▶ EXCERPTED TEXT
Advantageously, the paper product also comprises clay and/or PCC in aragonite form (i.e. aragonite PCC), more advantageously the product comprises both clay and aragonite PCC. The amount of the clay is preferably between 10 and 50 dry w-%, more advantageously between 15 and 40 dry w-% and most advantageously between 20 and 30 dry w-% calculated of the total amount of inorganic fillers in the printing paper product. The amount of the PCC in aragonite form is preferably between 10 and 50 dry w-%, more advantageously between 15 and 40 dry w-% and most advantageously between 20 and 30 dry w-% calculated of the total amount of inorganic fillers in the printing paper product. PCC in the fine rhombohedral crystal form gives rather good pigment distribution, especially together with clay and aragonite PCC. The rhombohedral crystal form may give alone very high ink absorption. However, rhomobohedral PCC together with clay and aragonite PCC gives good ink absorption properties for the printing paper product.

Figures 2a to 2g show some examples of some steps of the system according to the invention in reduced schematic charts. Naturally, the system according to the invention may also comprise other partial steps or less partial steps of printing paper manufacture than those shown in Figures 2a-g. The system according to the present invention typically comprises a paper machine 7. The paper machine 7 typically comprises at least a forming section, a press section, and a drying section. In addition, the system typically comprises a short circulation, which typically comprises, among other things, a wire pit, deaeration means, as well as means for removing impurities. Calcium carbonate in the rhombohedral crystal form is precipitated 4 to the pulp suspension before the particles are led to the paper machine 7. The mechanical pulp comprising the PCC in the rhombohedral crystal form is then led to a paper machine 7.

Calcium carbonate is preferably precipitated from calcium hydroxide Ca(OH)₂ into the rhombohedral crystal form on the surfaces of the cellulose based material by first admixing carbon dioxide to the fibre fraction and then adding calcium hydroxide in an aqueous solution (i.e. so called milk of lime). Alternatively, carbon dioxide is precipitated from calcium hydroxide Ca(OH)₂ into the rhombohedral crystal form on the surfaces of cellulose based material by first admixing milk of lime to the fibre fraction and then precipitating the milk of lime with carbon dioxide to form calcium carbonate on the surfaces of the cellulose based material, such as fibres.

In continuous precipitation of calcium carbonate, calcium carbonate is precipitated in connection with a selected material in such a way that calcium carbonate adheres at least partly to the surfaces of the cellulose based particles. The solution according to the invention always comprises a step in which calcium carbonate in a rhombohedral crystal form is precipitated from calcium hydroxide Ca(OH)₂ in a continuous process (continuous precipitated calcium carbonate, CPCC), in such a way that calcium carbonate in a rhombohedral crystal form is precipitated onto the surfaces of mechanically pulped natural fibres and/or particles. The reactive mineral material used for said filler is calcium hydroxide, advantageously an aqueous solution of calcium hydroxide, which is also called milk of lime (MOL). The precipitating chemical used for said filler is advantageously carbon dioxide, preferably pure or almost pure carbon dioxide (degree of purity preferably at least 85 %, more preferably between 95 and 100%). In an example, the printing paper product comprises, in addition to the precipitated calcium carbonate in the rhombohedral crystal form, at least one inorganic pigment 2c other than said precipitated calcium carbonate in the rhombohedral crystal form. Advantageously, the other inorganic pigment comprises clay and/or aragonite PCC. Figure 2b shows a part of the system according to the present invention, wherein calcium carbonate is precipitated 4 before at least one kind of inorganic filler is further added to the system. Figure 2c shows a part of the system according to the present invention, wherein at least one kind of inorganic filler is further added to the system before calcium carbonate is precipitated 4. It is also possible to add at least one kind of inorganic filler at both stages, i.e. before the precipitation step and after said precipitation step.

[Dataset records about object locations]

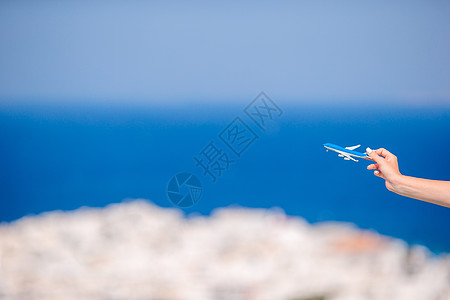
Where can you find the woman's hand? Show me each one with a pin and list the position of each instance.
(386, 167)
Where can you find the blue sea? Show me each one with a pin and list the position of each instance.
(65, 156)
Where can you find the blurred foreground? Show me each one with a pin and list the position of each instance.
(135, 250)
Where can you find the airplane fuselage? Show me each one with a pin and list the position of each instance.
(346, 152)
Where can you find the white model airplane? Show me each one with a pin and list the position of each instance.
(348, 152)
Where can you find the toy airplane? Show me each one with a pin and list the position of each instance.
(348, 152)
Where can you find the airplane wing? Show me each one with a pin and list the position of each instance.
(352, 147)
(348, 157)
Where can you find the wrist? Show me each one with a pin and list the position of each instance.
(397, 182)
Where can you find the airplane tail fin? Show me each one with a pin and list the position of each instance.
(352, 147)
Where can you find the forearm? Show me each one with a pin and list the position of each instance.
(434, 191)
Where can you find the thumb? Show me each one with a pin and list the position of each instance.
(374, 156)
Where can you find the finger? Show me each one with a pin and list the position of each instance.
(384, 153)
(379, 174)
(378, 159)
(372, 167)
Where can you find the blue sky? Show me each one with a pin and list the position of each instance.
(170, 51)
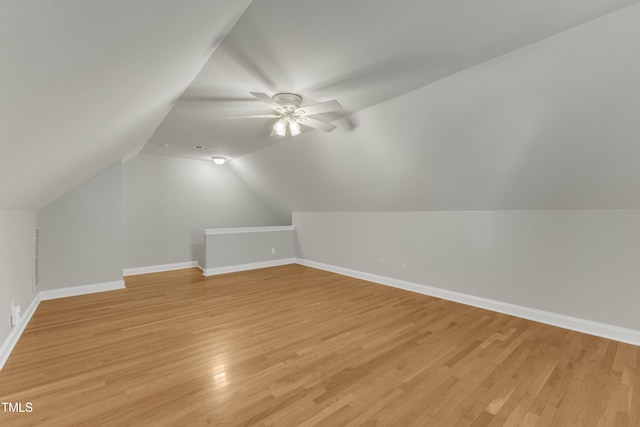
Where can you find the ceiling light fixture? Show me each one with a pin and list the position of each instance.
(294, 127)
(280, 128)
(290, 113)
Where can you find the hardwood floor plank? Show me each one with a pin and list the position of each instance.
(292, 345)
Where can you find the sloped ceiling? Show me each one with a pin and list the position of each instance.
(360, 52)
(85, 83)
(551, 126)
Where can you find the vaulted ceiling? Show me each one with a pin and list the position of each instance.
(447, 105)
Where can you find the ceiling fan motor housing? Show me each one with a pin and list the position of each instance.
(289, 101)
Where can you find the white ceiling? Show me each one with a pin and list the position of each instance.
(361, 52)
(550, 126)
(86, 83)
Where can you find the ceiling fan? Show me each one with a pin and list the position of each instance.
(291, 115)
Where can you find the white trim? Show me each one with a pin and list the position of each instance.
(81, 290)
(16, 332)
(211, 231)
(159, 268)
(604, 330)
(244, 267)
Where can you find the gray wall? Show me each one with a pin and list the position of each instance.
(169, 201)
(551, 126)
(583, 264)
(16, 264)
(223, 250)
(81, 233)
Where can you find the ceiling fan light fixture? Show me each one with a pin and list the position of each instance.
(280, 128)
(294, 127)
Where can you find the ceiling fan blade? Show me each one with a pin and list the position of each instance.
(317, 124)
(255, 116)
(322, 107)
(267, 100)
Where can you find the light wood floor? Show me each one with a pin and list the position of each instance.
(295, 346)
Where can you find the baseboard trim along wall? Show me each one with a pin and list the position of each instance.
(16, 332)
(7, 346)
(603, 330)
(159, 268)
(244, 267)
(81, 290)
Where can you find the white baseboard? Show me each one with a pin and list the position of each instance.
(81, 290)
(244, 267)
(603, 330)
(7, 346)
(159, 268)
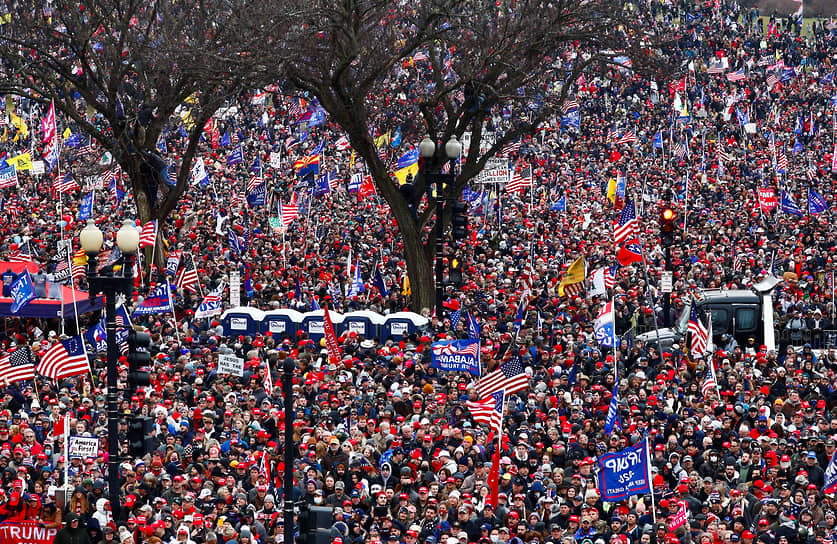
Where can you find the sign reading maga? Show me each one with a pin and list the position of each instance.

▶ COMPLETE THE FOLLOWING
A: Translate this sentence from the excerpt on precipitated calcium carbonate into Spanish: "The paper machine 7 typically comprises at least a forming section, a press section, and a drying section."
B: Using the excerpt on precipitated calcium carbonate, answer these questions:
(i) What is the most advantageous range for the amount of clay, calculated of the total amount of inorganic fillers in the printing paper product?
(ii) What is an aqueous solution of calcium hydroxide also called?
(iii) What degree of purity should the carbon dioxide preferably reach at a minimum?
C: Reproduce the passage of the excerpt on precipitated calcium carbonate between "Calcium carbonate is preferably" and "such as fibres.", inclusive.
This listing has no connection to the excerpt on precipitated calcium carbonate.

▶ FINAL RESULTS
A: La máquina de papel 7 comprende típicamente al menos una sección de formación, una sección de prensado y una sección de secado.

B:
(i) Between 20 and 30 dry w-%.
(ii) Milk of lime (MOL).
(iii) At least 85 %.

C:
Calcium carbonate is preferably precipitated from calcium hydroxide Ca(OH)₂ into the rhombohedral crystal form on the surfaces of the cellulose based material by first admixing carbon dioxide to the fibre fraction and then adding calcium hydroxide in an aqueous solution (i.e. so called milk of lime). Alternatively, carbon dioxide is precipitated from calcium hydroxide Ca(OH)₂ into the rhombohedral crystal form on the surfaces of cellulose based material by first admixing milk of lime to the fibre fraction and then precipitating the milk of lime with carbon dioxide to form calcium carbonate on the surfaces of the cellulose based material, such as fibres.